> _Quoted passage_:
▬▬▬
The arguments made by human rights organizations cannot be denied. When doing business with various countries, Europe should pay attention to the level of respect for civil liberties. However, energy supply is a critical sector of the economy. The location of energy sources across the world does not take into consideration the criterion of human rights, yet buyers may decide where they want to make their purchase. This is why, while attending to energy security, buying oil or gas, one should remember about human rights. Azerbaijan is a member of the Council of Europe and it seems that this forum is the best place to put pressure on the country or the government, which has issues with complying with human rights. At the same time, one should acknowledge what alternative in case of gas Europe has. According to BP’s Statistical Review 2016, Russia’s participation in the European gas market is at about 45%, Norway, which is the second biggest gas supplier to Europe has 31% of the market. Norway cannot ensure Europe’s security of supply on its own. This is also about the diversification of sources and routes of the natural resource. It should be remembered that by buying gas and oil from Russia, Europe de facto supports Vladimir Putin’s reign and the Kremlin’s policy whose goal is to trample over NGOs in Russia. Billions of dollars from oil and gas sales go to the budget, which, among others, finances the militarization of the country which is talking more and more assertively about its peaceful coexistence with NATO. This money, among others, enabled Russia to attack Georgia, annex Crimea and support the military conflict in eastern Ukraine. Balancing interests when human rights are involved is never easy. However, when it comes to gas, which is treated in the EU as a transition fuel on the block’s way to zero-emission economy, it is worth remembering about the alternative that is even worse than Azerbaijan. Nevertheless Emil Huseynov’s appeal is important – business contracts are natural, but Poland as a regional leader and initiator of the Eastern Partnership, should also hold talks about human rights with the government in Baku.

Trans Adriatic gas pipeline – Gazprom’s southern entry point, or Russian propaganda?

Anna Roggenbuck, expert at CEE Bankwatch Network, stated that the construction of the Gas Corridor is very important for Azerbaijan. “It will quadruple gas exports, which will allow Aliyev to repair the regime’s budget after oil prices significantly went down,” the expert stressed.
▬▬▬
> _Supplied information_:

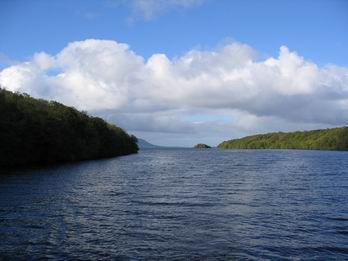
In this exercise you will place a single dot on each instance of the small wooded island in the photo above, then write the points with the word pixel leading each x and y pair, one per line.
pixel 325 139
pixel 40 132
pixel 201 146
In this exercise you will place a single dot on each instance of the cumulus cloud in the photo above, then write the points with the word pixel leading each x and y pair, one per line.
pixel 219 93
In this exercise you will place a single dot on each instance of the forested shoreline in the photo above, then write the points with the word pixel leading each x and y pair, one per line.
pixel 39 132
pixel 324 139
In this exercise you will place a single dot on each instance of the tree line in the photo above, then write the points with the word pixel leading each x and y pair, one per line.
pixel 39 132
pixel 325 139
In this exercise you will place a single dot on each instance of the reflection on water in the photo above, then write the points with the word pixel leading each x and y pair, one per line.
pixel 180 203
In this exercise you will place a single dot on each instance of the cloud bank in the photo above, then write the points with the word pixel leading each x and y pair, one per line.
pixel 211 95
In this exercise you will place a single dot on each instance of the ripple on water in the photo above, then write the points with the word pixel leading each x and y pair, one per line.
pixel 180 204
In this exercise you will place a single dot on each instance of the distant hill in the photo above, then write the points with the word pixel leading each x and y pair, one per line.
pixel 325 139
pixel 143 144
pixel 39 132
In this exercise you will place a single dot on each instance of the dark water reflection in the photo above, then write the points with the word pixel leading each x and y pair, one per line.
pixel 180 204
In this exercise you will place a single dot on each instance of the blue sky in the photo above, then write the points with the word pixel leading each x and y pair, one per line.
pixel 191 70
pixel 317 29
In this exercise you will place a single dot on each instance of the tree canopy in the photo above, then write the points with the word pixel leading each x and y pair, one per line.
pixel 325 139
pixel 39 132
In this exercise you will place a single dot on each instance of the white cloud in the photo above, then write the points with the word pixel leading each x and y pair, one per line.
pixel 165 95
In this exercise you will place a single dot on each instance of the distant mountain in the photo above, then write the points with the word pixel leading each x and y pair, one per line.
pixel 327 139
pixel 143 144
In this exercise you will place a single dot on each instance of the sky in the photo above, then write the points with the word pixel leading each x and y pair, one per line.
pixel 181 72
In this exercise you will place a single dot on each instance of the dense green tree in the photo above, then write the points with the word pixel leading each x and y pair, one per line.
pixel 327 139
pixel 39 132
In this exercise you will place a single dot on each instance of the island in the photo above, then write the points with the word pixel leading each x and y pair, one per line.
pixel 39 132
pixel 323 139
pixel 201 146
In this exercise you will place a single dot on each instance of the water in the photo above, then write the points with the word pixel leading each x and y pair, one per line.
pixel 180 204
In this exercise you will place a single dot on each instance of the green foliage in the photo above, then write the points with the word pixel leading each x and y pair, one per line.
▬▬▬
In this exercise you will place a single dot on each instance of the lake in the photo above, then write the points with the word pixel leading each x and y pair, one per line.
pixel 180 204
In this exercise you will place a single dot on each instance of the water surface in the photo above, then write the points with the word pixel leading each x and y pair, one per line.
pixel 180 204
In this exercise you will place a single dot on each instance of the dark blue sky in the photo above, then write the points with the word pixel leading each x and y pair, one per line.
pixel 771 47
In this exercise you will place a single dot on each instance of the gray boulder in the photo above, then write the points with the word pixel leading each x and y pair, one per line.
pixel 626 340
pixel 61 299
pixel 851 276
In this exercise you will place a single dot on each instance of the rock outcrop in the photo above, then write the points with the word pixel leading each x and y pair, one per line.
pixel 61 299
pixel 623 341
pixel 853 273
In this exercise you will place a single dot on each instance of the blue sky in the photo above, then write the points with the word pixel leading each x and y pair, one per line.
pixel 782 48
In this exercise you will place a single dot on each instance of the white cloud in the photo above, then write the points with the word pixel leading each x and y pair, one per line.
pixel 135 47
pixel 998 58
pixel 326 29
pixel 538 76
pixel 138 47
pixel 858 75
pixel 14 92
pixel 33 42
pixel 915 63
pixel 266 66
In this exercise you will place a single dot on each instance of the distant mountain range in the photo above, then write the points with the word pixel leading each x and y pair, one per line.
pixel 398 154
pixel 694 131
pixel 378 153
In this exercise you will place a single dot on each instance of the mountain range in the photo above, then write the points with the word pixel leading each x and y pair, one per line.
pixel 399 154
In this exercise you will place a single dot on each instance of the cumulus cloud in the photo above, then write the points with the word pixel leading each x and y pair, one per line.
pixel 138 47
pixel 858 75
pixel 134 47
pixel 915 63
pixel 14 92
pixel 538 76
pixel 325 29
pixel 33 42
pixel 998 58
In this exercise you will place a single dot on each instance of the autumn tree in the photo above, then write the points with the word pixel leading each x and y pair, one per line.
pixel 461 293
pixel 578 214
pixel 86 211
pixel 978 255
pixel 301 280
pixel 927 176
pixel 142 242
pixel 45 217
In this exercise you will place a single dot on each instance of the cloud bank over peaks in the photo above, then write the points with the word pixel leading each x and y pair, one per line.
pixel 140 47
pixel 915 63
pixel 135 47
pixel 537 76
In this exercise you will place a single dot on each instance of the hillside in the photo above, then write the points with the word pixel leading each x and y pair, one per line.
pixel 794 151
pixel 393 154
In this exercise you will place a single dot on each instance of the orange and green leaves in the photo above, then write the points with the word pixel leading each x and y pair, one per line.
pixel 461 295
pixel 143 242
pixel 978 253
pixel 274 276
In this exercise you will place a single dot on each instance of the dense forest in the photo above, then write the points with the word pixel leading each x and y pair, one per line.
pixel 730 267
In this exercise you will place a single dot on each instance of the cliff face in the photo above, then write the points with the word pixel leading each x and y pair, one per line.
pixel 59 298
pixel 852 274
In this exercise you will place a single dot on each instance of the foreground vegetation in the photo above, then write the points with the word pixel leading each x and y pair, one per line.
▬▬▬
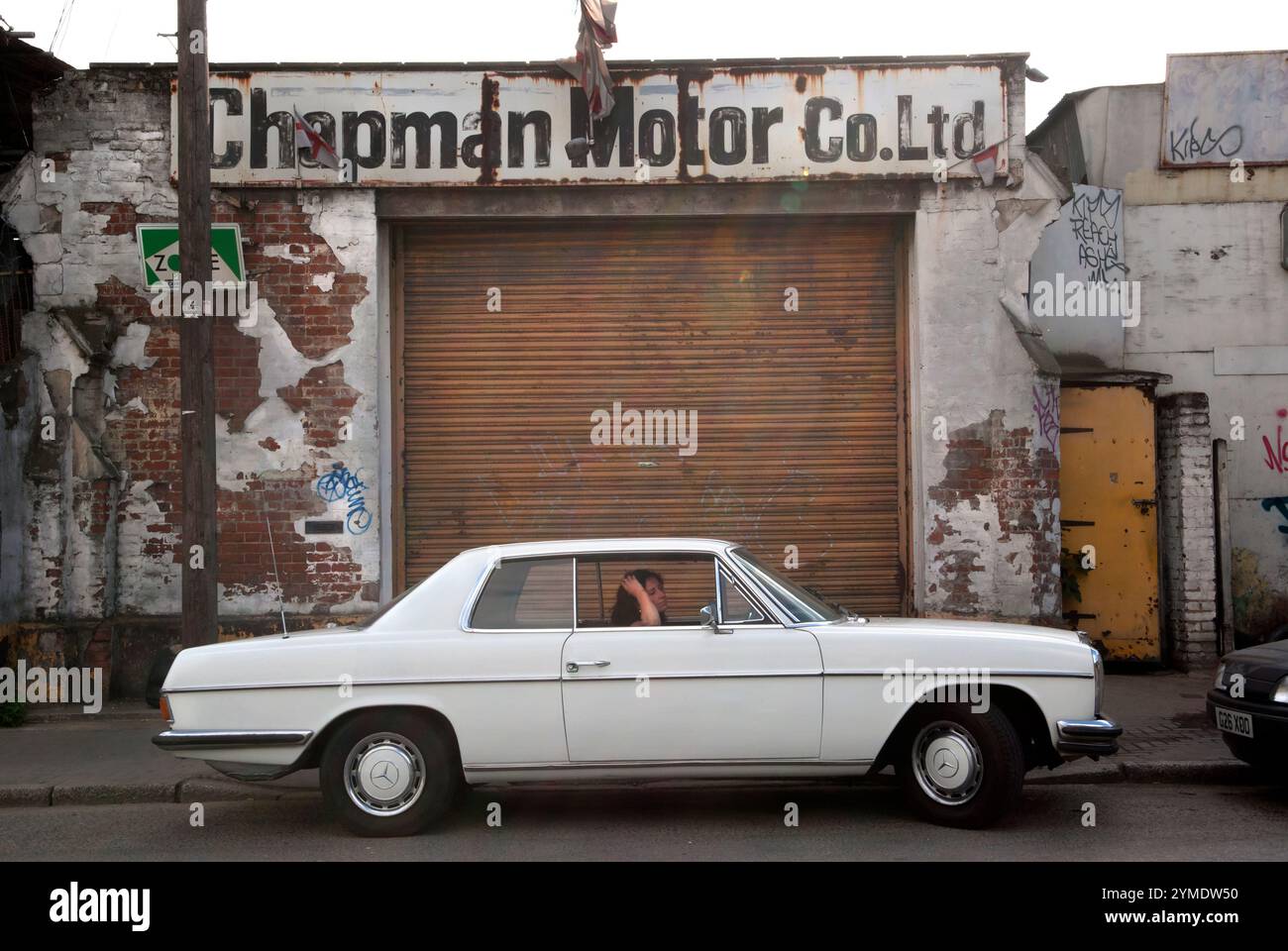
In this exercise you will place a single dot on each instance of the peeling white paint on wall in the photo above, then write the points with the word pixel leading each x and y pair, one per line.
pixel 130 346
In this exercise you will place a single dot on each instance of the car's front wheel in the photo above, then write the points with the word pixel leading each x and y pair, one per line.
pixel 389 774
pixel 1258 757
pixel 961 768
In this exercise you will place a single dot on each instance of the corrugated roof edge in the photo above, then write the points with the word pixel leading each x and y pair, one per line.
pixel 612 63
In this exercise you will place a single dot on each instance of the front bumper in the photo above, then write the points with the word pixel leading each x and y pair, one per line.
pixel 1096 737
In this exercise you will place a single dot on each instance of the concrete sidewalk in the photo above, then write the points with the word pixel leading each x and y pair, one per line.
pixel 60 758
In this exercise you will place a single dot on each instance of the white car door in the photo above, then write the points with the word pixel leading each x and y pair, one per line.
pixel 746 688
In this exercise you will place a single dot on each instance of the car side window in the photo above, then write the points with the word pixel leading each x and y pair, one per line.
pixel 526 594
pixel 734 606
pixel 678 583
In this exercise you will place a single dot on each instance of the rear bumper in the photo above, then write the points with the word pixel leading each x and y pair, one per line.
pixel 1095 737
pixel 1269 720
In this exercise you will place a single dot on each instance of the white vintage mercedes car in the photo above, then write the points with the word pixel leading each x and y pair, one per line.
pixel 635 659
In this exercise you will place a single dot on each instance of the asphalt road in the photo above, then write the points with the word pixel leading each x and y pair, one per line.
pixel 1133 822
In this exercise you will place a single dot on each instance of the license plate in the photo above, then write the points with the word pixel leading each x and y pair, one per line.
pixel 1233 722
▬▬▬
> _Exercise task A_:
Quote the passage of the text on Europe's gas supply and human rights that opens with the words "Trans Adriatic gas" and closes with "the expert stressed.".
> _Exercise task B_:
From the records, print the part that opens with the line containing "instance of the sky" and closes with the line containing "pixel 181 72", both of those lines included.
The records are unrelated to the text about gas and human rights.

> _Solution A_:
Trans Adriatic gas pipeline – Gazprom’s southern entry point, or Russian propaganda?

Anna Roggenbuck, expert at CEE Bankwatch Network, stated that the construction of the Gas Corridor is very important for Azerbaijan. “It will quadruple gas exports, which will allow Aliyev to repair the regime’s budget after oil prices significantly went down,” the expert stressed.

> _Solution B_:
In this exercise you will place a single dot on each instance of the sky in the photo above, then write the points with the word pixel leading each x and y pair, one per line.
pixel 181 72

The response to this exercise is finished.